Exactly and only the lines from the one containing "Please provide the mask of every instance of the <item>standing" through the close of the entries below are to be set down.

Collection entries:
# # # # #
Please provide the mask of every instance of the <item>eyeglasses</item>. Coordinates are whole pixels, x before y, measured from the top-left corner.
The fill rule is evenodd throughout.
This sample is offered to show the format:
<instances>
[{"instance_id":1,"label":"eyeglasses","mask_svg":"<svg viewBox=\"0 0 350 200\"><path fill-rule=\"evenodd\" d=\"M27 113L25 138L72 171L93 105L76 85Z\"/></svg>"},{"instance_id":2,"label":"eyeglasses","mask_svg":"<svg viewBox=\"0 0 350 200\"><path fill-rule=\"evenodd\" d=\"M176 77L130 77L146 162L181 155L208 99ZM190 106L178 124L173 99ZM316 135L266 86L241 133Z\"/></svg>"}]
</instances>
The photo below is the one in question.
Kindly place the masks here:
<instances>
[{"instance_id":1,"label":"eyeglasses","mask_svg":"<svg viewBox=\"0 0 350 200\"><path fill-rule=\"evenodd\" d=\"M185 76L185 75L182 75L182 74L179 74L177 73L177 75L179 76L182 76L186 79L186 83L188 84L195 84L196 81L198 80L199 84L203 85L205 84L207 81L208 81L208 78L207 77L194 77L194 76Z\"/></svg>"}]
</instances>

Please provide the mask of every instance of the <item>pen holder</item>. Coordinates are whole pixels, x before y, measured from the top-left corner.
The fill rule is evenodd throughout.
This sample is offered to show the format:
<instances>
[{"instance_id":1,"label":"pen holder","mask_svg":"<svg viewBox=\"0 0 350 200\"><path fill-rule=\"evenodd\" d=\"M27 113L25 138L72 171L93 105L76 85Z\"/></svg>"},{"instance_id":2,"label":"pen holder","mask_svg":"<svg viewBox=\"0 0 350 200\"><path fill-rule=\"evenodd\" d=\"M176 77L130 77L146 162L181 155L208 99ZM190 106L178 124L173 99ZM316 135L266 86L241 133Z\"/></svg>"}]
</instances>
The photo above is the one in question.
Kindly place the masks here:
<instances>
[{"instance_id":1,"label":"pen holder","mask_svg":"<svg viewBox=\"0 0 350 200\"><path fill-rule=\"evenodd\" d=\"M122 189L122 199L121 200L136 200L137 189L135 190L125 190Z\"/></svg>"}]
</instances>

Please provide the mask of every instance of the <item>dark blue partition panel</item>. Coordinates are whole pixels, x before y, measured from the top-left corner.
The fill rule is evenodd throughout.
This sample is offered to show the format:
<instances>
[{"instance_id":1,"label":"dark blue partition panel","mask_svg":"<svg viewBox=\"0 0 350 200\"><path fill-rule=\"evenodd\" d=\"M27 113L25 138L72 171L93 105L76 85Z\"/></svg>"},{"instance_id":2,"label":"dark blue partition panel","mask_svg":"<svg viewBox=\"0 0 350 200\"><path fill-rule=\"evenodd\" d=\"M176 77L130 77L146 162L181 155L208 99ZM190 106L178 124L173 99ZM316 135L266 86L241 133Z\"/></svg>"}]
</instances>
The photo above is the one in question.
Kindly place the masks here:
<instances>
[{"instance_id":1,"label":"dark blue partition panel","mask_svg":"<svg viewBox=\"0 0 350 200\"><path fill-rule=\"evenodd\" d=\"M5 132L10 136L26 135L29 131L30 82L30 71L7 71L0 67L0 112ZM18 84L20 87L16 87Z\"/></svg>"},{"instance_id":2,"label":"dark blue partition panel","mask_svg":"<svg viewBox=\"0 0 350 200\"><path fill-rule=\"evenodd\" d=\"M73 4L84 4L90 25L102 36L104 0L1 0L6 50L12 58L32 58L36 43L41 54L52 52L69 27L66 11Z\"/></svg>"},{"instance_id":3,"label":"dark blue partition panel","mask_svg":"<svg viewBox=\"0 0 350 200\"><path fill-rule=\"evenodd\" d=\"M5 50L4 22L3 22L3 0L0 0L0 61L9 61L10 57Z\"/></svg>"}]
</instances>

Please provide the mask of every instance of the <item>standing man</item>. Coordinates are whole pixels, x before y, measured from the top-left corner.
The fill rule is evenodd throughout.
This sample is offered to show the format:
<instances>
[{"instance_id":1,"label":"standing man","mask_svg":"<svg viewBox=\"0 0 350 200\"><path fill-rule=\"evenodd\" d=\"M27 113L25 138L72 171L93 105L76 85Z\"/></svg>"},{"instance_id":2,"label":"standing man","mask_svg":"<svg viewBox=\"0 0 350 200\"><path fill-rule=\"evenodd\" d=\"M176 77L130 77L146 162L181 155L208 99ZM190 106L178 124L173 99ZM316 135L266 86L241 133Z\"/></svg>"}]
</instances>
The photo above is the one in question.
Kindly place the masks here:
# # # # #
### Exercise solution
Please provide the mask of every instance of the <item>standing man</item>. Coordinates are whole pixels, x before y, measured from the top-left corner.
The fill rule is evenodd throughout.
This sample is offered to show the format:
<instances>
[{"instance_id":1,"label":"standing man","mask_svg":"<svg viewBox=\"0 0 350 200\"><path fill-rule=\"evenodd\" d=\"M27 113L25 138L72 171L93 105L76 85Z\"/></svg>"},{"instance_id":2,"label":"standing man","mask_svg":"<svg viewBox=\"0 0 350 200\"><path fill-rule=\"evenodd\" d=\"M176 77L130 77L146 162L181 155L208 99ZM190 106L178 124L173 99ZM316 135L266 86L241 133Z\"/></svg>"}]
</instances>
The photo above is the one in question.
Kindly place the masks here:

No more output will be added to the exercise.